*WHAT YOU HAVE TO DO:*
Check every line below, and copy those that include "sink".

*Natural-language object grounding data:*
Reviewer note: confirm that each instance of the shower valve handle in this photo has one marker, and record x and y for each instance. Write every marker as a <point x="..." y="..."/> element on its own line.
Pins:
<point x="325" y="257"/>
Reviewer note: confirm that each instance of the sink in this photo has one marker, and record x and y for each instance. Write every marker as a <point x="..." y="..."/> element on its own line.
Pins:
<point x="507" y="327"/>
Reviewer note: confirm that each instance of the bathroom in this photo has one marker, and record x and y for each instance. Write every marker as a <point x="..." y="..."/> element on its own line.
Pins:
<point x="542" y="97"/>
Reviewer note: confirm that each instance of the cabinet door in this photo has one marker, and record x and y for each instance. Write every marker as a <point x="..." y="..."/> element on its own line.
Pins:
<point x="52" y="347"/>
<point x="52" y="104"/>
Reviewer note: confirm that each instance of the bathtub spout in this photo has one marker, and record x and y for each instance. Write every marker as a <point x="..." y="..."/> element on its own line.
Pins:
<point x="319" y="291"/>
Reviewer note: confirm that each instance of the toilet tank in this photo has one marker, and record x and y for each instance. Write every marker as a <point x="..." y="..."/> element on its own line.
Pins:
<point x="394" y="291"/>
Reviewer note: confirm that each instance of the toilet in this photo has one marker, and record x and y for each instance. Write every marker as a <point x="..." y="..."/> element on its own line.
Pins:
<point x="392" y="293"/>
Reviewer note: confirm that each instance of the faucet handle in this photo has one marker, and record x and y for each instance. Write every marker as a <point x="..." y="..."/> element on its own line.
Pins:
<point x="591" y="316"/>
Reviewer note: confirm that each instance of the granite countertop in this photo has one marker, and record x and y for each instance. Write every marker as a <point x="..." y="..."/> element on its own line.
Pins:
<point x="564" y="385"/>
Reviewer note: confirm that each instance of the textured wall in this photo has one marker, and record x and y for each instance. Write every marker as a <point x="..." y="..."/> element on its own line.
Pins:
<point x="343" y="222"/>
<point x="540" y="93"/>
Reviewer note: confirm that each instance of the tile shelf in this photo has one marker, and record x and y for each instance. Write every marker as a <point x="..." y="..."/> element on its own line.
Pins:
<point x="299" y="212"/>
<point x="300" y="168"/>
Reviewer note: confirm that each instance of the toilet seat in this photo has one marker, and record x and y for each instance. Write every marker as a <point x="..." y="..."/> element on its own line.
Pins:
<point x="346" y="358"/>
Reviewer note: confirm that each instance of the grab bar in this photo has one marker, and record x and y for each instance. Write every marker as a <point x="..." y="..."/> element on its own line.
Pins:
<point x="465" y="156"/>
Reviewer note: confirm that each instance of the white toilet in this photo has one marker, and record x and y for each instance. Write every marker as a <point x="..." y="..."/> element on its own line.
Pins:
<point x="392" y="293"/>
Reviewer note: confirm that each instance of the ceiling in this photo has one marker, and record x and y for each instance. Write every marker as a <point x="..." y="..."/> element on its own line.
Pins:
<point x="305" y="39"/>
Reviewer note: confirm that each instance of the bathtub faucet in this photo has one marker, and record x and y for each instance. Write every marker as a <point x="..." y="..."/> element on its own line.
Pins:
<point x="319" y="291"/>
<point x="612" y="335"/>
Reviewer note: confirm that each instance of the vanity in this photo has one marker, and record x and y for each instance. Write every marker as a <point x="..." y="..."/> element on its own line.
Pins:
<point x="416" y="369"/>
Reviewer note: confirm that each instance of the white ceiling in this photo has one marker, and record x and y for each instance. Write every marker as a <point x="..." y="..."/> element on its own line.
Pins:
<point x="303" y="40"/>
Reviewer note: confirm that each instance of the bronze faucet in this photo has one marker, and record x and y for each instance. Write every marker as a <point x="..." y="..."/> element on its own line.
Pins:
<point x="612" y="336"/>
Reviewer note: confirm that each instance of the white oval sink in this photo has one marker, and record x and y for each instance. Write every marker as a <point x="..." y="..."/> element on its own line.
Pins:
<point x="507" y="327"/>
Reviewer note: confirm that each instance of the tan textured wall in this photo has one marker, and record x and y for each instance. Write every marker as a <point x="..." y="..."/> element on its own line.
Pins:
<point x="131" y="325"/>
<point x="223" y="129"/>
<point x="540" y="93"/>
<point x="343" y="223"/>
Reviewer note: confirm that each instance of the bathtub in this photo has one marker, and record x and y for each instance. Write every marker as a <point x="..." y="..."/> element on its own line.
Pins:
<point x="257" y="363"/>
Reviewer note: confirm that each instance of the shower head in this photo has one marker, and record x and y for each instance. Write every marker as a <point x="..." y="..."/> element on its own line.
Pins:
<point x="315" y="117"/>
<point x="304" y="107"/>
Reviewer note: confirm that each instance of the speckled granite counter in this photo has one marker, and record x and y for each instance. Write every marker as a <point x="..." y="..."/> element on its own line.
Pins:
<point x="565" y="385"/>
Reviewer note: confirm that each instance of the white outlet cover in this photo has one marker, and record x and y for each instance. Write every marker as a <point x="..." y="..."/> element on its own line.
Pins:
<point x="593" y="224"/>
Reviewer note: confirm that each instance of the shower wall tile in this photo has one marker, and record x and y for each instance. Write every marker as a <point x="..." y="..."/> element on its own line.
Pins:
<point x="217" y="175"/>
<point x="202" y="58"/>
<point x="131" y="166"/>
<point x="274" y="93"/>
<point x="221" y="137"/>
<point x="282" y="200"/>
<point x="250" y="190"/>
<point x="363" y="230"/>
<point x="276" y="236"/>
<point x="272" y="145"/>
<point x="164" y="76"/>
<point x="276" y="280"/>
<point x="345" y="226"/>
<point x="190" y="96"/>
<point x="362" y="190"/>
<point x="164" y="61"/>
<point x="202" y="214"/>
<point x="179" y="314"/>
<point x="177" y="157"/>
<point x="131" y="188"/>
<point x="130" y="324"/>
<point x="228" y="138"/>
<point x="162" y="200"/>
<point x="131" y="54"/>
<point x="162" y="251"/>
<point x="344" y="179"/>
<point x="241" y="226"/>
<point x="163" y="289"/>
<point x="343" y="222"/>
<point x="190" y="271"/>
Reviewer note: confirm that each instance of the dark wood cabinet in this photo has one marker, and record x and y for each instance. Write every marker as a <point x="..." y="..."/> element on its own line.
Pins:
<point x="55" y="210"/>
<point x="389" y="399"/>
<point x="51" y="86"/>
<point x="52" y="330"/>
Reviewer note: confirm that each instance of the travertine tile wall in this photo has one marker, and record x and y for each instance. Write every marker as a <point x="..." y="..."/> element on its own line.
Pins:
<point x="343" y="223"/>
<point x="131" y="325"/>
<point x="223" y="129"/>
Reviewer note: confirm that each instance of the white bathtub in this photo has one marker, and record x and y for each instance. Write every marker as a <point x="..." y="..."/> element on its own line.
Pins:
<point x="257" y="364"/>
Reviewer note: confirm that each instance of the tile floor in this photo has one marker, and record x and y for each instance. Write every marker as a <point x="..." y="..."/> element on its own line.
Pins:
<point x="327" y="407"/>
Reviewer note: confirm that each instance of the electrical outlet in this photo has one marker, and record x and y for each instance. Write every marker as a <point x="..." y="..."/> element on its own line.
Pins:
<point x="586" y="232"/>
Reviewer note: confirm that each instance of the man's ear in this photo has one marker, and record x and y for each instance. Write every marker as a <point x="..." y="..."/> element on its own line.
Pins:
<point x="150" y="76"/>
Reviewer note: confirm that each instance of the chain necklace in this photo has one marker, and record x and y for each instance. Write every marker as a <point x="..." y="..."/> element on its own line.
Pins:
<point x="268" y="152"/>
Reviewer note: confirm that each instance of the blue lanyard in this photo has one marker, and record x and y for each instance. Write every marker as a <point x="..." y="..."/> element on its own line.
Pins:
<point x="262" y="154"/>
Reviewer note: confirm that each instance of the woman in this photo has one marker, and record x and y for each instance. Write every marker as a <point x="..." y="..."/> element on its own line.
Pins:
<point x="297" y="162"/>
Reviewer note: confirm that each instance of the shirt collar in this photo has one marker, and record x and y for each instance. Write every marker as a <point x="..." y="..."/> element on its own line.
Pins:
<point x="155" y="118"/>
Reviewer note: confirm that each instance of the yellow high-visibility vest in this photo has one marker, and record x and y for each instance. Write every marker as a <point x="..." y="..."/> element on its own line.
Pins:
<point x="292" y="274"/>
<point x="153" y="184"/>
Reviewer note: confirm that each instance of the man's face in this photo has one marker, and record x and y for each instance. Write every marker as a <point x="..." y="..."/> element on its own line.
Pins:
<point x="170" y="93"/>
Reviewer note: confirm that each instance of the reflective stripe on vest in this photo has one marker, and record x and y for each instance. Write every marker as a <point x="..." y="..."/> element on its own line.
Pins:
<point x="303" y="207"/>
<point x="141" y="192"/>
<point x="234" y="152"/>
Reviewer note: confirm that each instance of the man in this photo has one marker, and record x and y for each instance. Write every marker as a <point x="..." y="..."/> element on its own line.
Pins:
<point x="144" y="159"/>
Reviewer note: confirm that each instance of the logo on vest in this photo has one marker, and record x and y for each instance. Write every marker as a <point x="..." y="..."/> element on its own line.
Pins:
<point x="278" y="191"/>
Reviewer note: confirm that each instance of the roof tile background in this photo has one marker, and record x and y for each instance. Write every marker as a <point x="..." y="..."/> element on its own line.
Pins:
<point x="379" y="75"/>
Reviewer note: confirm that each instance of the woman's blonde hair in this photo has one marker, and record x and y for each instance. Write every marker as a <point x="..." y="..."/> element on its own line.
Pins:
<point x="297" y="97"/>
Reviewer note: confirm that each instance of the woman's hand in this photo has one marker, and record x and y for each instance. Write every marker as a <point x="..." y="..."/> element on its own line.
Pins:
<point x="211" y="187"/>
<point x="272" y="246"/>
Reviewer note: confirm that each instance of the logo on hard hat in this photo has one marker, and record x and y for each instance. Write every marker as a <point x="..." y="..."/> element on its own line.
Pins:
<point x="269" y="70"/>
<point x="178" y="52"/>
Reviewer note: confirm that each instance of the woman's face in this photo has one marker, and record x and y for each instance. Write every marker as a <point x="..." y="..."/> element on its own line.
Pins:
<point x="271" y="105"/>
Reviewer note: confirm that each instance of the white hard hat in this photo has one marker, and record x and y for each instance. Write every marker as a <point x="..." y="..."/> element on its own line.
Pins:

*THE COMPLETED TASK:*
Reviewer note: confirm that each instance of the sink in this photo has one marker, and record x and y for each instance. Write every marker as a <point x="..." y="..."/> element on its own line.
Reviewer note: confirm that each instance of the white oval sink in this photo has one marker, and record x and y for each instance. Write every marker as a <point x="..." y="..."/> element on its own line.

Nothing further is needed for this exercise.